Records from a data source:
◇ ◇ ◇ ◇ ◇
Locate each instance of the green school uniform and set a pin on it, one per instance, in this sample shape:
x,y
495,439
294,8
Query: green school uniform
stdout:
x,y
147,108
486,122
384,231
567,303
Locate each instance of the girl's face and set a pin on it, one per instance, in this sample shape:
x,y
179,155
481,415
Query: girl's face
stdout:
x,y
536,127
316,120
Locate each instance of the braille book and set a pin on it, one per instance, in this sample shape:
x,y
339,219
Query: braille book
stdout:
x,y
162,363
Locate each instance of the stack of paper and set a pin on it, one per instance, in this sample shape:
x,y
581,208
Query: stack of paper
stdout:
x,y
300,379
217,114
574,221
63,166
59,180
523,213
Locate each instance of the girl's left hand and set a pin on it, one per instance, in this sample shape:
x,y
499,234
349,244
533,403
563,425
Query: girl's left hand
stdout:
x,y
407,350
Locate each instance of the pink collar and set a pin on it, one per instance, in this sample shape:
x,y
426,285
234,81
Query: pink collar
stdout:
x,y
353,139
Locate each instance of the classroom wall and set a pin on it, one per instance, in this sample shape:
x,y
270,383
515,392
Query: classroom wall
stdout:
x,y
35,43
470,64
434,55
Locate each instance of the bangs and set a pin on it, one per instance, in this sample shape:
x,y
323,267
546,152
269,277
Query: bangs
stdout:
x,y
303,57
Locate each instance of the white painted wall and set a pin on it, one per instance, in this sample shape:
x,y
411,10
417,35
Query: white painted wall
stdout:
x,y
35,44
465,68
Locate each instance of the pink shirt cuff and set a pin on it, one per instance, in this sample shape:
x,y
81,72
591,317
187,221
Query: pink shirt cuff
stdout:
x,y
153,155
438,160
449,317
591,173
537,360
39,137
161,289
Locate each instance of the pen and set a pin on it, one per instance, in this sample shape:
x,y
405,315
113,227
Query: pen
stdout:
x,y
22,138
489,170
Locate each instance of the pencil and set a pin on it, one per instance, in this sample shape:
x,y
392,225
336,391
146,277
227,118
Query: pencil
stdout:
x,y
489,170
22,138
◇ ◇ ◇ ◇ ◇
■ Directions ■
Write out every record, exactly as written.

■ Your response ■
Locate each instance of the green school uniform and set a pin on it, one per instance, in this sample shape:
x,y
495,439
294,8
Query: green school uniform
stdout:
x,y
147,108
486,122
384,231
567,303
Locate each instance of the girl's face and set a pin on it, one per instance, in this sample shape:
x,y
179,155
481,415
Query: girl's face
stdout:
x,y
536,127
316,120
Locate each instance of the braille book and set a pin on it, one per instance, in this sample shape:
x,y
339,219
Query: braille book
stdout:
x,y
162,363
Locate each instance of the stack of paper and set a pin on it, one per instance, in this sample shape:
x,y
581,208
Query: stack of paper
stdout:
x,y
300,379
217,114
574,221
63,166
59,180
523,213
Locate each instance of the girl's left hand and set a pin on it, one per instance, in this sample shape:
x,y
499,234
349,244
533,403
563,425
Query: girl's left hand
stdout:
x,y
407,350
Locate each instance of the pink collar and set a pin on it, one per instance, in this sample shape:
x,y
426,285
234,81
Query: pink collar
stdout:
x,y
353,139
Locate each instance of the classroom wall and set a pin on it, one per instance, in this sample shape:
x,y
270,383
515,392
Query: classroom wall
stdout:
x,y
35,43
470,64
434,55
Locate each instance of the bangs and set a pin on it, one per instance, in this sample shape:
x,y
323,267
546,152
269,277
Query: bangs
stdout:
x,y
303,57
Locate each instance of the white painted wall and set a pin on it, one per instance, in this sample shape:
x,y
411,10
417,35
Query: white painted wall
stdout:
x,y
35,44
465,68
Locate each instance of the pink shirt cuff and set a pin on it, one per instance, in this sample shape:
x,y
81,72
591,317
187,221
Query: pink shirt cuff
stdout:
x,y
153,155
438,160
449,317
591,173
537,360
39,137
161,289
Locate each instance of the pen and set a pin on it, one per instance, in this sample shape:
x,y
405,315
113,227
Query: pen
stdout:
x,y
22,138
489,170
Locate each instance of the pencil and set a pin on it, one per instance, in this sample shape:
x,y
392,225
336,391
146,277
227,118
Query: pencil
stdout:
x,y
489,170
22,138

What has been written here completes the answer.